Task instructions: Count the lines in the material below that contain the word "pedestal", treating uppercase and lowercase letters as distinct. Give only the number.

# Entries supplied start

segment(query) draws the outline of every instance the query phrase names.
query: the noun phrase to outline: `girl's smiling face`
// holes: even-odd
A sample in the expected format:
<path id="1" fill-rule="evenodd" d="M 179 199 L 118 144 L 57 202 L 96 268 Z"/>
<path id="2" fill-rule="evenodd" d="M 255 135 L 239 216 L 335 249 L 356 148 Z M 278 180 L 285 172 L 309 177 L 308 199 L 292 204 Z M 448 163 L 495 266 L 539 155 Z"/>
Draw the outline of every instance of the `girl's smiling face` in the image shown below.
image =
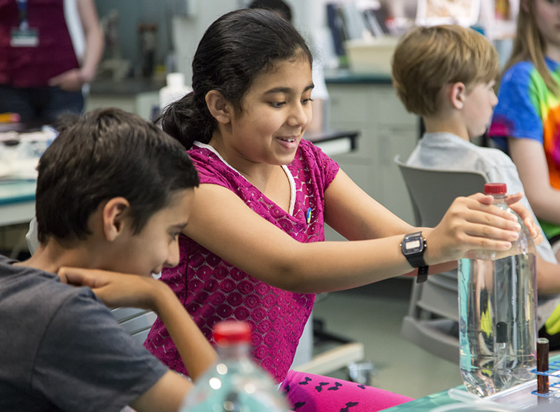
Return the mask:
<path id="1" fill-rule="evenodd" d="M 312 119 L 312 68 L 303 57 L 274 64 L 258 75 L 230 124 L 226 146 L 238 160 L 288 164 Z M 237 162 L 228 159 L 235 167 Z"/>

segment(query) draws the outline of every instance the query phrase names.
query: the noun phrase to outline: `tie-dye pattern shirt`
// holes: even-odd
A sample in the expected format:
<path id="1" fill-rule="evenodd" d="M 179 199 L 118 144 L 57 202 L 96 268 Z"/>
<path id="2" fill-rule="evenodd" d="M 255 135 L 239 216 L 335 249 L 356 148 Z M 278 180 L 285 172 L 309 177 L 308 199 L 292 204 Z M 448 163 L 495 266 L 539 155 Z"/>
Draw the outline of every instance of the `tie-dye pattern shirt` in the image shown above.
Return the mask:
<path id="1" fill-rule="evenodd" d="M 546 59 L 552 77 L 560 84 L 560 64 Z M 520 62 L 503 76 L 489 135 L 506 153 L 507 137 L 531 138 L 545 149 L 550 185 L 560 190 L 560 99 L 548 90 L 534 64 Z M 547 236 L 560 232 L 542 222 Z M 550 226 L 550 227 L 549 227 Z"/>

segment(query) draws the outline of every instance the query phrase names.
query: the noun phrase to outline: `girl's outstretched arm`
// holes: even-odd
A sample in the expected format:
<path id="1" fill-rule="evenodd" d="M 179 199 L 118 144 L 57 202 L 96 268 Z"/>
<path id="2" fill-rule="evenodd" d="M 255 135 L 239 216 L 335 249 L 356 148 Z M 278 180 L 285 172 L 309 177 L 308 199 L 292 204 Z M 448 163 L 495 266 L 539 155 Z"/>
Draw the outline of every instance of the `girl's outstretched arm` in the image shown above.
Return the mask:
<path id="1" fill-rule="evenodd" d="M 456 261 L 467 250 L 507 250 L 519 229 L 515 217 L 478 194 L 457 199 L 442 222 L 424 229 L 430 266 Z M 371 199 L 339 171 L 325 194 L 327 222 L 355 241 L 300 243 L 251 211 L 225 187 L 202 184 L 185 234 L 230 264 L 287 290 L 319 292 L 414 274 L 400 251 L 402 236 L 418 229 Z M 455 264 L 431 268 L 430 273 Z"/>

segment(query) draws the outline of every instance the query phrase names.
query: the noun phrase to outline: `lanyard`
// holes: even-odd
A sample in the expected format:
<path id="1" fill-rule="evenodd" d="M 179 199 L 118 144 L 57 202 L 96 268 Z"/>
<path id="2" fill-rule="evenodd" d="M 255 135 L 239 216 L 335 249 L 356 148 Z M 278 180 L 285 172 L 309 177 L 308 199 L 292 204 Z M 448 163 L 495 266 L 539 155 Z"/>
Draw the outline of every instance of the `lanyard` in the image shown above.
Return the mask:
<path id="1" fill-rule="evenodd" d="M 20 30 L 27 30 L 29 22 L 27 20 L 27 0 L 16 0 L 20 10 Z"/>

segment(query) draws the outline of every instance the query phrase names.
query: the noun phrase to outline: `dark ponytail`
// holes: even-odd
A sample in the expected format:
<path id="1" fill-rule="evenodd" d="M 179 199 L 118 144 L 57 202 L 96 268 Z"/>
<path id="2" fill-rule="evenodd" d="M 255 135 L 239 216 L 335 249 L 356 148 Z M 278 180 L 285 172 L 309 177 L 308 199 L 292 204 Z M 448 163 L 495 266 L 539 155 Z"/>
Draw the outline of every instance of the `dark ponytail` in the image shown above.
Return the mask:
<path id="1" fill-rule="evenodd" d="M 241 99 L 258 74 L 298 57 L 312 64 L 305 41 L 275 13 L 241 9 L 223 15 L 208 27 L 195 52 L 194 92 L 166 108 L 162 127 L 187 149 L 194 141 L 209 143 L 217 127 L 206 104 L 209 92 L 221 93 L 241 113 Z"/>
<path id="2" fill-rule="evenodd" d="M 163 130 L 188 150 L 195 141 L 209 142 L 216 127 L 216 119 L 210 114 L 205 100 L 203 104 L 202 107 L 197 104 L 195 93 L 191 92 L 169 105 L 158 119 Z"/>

# Entries supplied end
# Entries supplied start

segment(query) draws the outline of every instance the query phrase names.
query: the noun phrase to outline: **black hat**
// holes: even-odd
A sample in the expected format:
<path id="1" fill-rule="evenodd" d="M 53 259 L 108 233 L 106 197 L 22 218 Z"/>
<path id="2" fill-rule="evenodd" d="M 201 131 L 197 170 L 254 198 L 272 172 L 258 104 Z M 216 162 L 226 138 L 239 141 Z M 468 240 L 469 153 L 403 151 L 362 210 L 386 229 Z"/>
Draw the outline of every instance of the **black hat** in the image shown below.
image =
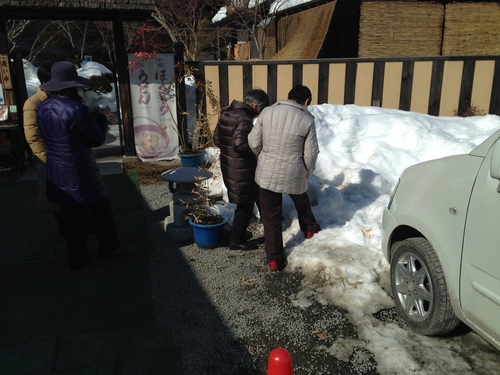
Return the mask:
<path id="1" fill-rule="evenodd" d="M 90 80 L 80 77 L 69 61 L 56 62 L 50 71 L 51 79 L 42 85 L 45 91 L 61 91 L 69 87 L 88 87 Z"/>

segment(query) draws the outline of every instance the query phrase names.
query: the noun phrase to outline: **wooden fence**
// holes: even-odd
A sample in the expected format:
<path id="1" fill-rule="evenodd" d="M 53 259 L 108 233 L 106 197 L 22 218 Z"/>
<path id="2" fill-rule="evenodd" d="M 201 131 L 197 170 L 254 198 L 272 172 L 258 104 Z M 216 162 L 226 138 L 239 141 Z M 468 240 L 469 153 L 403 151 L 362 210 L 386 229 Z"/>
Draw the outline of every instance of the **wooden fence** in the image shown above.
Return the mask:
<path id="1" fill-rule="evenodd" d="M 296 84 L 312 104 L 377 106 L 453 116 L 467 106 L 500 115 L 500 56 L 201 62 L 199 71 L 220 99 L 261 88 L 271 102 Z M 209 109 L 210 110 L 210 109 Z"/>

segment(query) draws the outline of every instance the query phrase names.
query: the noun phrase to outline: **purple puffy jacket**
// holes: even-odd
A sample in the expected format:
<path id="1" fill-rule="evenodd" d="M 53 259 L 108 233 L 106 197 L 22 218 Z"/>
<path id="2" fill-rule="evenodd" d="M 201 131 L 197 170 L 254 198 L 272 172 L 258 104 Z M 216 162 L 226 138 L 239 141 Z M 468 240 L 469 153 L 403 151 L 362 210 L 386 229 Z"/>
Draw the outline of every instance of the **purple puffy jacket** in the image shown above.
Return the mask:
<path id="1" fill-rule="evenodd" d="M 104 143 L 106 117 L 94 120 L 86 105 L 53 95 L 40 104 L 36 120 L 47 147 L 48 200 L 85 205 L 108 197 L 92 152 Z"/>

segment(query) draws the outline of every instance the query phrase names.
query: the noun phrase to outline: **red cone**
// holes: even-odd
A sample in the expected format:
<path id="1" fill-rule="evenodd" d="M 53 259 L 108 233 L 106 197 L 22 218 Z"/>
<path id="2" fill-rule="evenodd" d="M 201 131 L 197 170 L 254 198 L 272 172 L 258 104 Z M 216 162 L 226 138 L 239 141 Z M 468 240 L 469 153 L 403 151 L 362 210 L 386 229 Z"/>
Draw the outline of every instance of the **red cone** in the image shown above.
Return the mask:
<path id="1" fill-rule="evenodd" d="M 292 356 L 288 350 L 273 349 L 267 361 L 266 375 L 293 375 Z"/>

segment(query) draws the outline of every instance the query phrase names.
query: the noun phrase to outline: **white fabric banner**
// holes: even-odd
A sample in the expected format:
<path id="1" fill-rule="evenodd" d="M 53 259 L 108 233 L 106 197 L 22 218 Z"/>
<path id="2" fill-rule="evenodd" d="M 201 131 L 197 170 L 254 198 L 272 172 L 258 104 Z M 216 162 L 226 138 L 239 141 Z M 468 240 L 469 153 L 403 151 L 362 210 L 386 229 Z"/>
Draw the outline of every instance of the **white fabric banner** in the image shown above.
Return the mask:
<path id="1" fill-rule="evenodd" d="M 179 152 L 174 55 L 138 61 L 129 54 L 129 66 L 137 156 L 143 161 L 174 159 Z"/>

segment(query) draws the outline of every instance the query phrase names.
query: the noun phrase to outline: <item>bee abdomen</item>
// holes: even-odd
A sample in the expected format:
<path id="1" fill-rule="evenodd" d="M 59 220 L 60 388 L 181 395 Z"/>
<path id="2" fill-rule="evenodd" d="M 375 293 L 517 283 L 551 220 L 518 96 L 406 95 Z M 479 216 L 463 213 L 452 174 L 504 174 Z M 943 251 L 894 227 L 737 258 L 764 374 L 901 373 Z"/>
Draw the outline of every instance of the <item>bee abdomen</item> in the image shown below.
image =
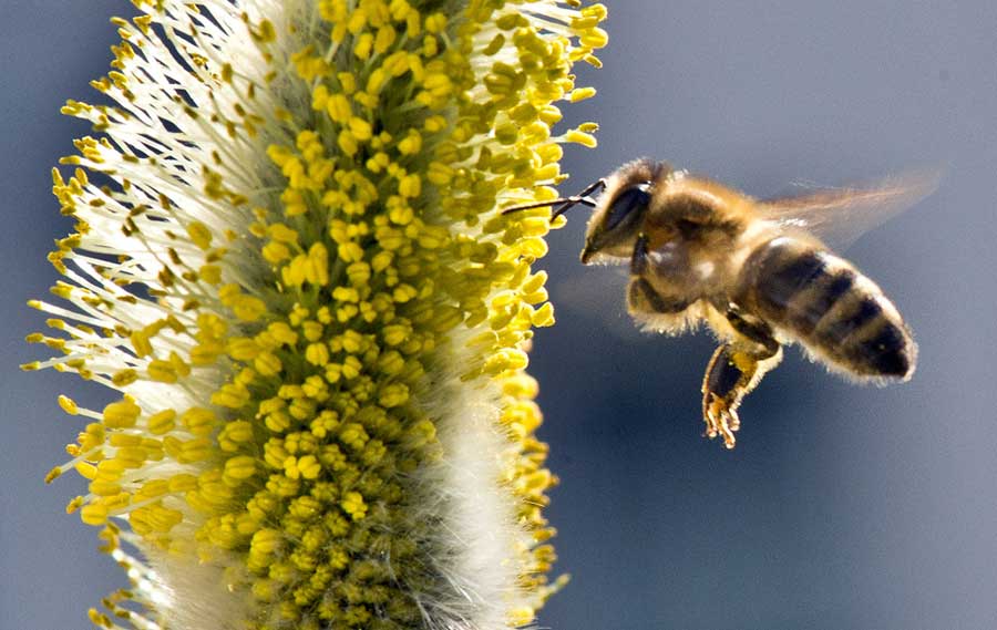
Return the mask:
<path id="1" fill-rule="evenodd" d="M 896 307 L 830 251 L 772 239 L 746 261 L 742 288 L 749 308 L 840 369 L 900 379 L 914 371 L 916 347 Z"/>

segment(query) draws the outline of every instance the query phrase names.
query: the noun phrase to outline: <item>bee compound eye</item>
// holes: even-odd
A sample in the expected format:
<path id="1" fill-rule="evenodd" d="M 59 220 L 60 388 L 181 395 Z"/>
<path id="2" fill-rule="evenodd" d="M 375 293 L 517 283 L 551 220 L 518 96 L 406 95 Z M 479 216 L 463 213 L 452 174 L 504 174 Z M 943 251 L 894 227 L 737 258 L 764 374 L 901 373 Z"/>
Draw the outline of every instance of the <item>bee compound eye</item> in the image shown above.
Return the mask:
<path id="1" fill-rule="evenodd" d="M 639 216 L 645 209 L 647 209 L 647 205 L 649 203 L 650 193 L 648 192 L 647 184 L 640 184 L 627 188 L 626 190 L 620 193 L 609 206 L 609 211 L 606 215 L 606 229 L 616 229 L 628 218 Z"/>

# Entries supplied end
# Entries supplied start

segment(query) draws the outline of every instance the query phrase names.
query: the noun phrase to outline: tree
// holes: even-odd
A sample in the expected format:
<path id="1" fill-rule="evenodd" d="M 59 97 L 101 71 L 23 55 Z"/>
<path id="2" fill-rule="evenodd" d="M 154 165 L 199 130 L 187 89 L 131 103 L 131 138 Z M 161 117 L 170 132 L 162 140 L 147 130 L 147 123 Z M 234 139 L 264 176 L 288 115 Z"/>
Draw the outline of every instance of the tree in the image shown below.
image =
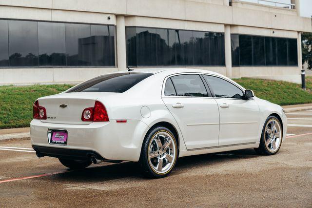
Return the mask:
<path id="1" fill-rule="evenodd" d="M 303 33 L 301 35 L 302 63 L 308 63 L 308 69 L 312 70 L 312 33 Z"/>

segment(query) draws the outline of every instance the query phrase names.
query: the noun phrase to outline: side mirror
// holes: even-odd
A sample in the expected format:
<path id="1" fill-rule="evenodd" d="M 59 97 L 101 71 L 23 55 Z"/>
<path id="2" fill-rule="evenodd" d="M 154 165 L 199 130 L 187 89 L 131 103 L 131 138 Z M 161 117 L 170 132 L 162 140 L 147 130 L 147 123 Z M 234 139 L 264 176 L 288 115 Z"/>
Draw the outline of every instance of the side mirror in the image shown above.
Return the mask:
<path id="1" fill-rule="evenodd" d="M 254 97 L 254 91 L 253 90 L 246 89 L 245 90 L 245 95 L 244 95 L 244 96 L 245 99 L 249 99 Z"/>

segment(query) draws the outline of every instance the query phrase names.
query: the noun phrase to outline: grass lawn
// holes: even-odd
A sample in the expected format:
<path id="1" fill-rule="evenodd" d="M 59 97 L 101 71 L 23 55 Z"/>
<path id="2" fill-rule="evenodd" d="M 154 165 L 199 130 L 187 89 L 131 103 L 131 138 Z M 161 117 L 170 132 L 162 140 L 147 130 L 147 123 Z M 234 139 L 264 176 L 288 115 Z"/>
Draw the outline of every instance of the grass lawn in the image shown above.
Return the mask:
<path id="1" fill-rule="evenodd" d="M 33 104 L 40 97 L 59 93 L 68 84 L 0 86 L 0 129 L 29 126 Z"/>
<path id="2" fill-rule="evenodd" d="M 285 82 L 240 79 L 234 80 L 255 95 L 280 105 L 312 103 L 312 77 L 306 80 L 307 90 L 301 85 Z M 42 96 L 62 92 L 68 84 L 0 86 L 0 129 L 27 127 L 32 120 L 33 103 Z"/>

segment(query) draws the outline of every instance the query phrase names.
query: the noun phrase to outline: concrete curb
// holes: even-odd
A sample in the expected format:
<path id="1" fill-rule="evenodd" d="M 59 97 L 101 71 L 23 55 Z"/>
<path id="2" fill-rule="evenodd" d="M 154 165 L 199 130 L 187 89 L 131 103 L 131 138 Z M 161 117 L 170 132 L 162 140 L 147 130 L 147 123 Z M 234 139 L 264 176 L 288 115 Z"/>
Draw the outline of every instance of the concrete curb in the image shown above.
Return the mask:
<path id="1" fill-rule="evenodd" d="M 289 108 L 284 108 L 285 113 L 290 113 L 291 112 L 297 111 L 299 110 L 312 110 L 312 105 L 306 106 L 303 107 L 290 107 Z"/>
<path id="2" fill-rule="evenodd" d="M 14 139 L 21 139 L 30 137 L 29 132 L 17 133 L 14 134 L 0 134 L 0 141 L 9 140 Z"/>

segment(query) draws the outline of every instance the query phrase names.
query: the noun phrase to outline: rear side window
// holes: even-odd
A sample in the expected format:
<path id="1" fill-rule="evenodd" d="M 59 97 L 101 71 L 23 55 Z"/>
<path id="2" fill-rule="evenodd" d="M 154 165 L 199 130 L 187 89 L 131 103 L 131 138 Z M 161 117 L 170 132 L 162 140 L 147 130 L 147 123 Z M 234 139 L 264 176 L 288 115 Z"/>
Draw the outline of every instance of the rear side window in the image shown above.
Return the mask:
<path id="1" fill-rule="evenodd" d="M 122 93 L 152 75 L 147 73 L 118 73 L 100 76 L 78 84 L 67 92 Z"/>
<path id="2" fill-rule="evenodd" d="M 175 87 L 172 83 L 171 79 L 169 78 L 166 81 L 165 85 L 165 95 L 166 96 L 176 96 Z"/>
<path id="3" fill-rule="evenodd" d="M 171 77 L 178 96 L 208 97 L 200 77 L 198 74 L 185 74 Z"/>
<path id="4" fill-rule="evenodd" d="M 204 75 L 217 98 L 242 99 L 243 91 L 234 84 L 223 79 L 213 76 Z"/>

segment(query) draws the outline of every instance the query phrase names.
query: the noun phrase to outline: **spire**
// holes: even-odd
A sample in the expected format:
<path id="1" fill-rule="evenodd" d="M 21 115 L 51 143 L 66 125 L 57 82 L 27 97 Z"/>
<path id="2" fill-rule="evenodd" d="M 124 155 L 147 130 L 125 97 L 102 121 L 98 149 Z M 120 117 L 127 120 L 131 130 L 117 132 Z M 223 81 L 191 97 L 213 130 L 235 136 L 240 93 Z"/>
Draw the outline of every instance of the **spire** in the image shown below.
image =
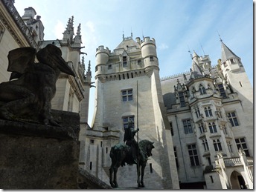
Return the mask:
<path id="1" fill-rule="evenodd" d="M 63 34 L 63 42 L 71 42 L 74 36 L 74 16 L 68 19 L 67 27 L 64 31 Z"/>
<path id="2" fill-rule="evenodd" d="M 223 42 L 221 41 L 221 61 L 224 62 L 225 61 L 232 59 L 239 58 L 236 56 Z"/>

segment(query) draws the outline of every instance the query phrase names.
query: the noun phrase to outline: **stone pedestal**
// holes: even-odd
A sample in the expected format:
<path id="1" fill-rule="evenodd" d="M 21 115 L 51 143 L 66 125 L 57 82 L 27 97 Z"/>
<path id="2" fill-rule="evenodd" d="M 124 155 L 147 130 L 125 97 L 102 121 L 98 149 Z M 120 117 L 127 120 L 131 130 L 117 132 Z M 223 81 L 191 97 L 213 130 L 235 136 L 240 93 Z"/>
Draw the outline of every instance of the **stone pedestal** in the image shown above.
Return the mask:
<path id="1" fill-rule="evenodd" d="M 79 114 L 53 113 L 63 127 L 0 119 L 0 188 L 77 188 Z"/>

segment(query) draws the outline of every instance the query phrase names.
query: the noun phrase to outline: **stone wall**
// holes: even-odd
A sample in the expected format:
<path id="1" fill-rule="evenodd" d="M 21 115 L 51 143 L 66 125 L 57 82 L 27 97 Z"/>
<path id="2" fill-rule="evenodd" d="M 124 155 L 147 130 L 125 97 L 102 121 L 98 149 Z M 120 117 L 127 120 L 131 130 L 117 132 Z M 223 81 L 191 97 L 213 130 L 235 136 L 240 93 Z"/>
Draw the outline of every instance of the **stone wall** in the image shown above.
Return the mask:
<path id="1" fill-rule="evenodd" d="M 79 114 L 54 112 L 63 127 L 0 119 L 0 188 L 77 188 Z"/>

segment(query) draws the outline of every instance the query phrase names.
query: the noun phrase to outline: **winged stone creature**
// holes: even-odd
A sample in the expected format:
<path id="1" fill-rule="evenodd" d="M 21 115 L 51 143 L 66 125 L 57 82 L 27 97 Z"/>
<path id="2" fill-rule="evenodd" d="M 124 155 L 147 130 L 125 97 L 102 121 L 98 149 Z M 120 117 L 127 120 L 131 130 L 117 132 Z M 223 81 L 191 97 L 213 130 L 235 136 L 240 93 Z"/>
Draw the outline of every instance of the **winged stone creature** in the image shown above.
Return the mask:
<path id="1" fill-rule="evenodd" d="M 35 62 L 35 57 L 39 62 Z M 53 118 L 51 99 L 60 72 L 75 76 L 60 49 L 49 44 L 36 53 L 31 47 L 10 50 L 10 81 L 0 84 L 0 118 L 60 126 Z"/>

# Entries supplied end

Worked solution: 2